Please report only how many lines in the entries below contain the word "each", where case counts.

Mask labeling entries
════════════════

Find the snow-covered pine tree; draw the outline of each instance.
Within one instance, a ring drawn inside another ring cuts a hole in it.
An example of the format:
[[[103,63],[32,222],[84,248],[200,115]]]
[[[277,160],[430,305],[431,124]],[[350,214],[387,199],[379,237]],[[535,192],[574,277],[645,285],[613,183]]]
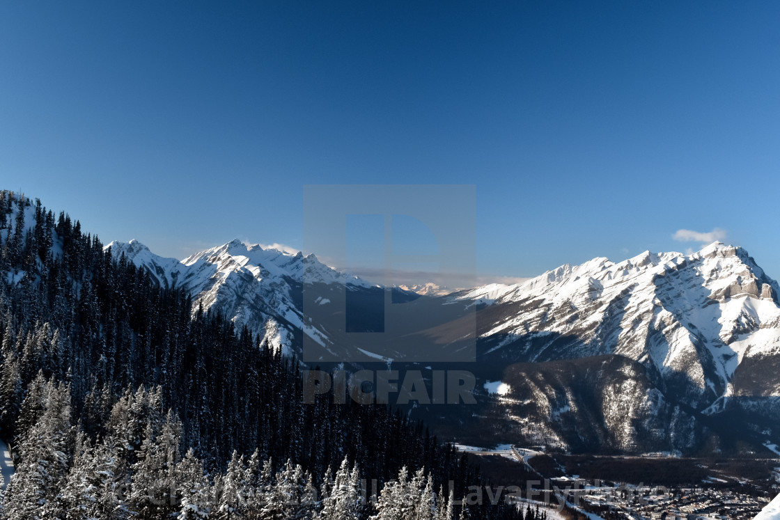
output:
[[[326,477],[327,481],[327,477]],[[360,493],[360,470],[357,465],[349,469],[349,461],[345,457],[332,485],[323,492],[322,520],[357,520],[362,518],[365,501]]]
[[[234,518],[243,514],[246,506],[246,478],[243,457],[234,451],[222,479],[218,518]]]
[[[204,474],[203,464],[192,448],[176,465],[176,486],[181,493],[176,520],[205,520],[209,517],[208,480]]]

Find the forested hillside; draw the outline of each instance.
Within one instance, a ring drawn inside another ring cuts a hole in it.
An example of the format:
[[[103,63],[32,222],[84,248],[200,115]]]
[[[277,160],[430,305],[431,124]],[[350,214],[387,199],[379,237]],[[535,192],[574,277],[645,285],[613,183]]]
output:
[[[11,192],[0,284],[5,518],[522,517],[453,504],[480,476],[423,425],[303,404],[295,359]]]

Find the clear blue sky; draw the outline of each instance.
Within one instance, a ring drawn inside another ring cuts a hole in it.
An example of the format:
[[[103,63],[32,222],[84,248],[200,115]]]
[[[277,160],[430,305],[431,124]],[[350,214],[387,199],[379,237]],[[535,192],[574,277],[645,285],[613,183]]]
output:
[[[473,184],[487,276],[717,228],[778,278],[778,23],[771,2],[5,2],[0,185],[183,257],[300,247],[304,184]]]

════════════════

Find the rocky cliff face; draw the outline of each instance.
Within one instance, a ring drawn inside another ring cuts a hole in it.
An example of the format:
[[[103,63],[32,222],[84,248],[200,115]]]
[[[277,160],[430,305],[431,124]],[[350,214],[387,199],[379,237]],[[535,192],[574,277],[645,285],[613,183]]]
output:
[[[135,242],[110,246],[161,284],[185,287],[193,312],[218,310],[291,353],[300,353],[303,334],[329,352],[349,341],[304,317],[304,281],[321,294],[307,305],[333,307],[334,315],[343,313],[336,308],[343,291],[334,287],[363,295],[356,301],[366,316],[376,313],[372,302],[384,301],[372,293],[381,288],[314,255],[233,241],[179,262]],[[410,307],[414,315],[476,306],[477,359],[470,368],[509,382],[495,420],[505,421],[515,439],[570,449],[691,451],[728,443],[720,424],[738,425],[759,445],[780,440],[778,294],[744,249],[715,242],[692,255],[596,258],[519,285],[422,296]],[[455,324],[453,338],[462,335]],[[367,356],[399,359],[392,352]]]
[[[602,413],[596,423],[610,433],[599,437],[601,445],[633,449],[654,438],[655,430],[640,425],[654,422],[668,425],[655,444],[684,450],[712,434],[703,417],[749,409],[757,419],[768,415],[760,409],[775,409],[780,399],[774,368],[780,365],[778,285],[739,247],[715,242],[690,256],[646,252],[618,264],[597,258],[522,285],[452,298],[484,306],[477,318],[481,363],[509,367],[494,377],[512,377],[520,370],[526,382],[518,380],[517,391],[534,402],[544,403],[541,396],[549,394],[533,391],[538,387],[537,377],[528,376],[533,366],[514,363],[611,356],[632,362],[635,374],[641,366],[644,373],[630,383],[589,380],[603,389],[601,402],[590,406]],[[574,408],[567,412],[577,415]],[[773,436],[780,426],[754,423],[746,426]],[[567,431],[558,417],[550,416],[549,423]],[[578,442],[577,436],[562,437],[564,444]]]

════════════════

# Solution to this exercise
4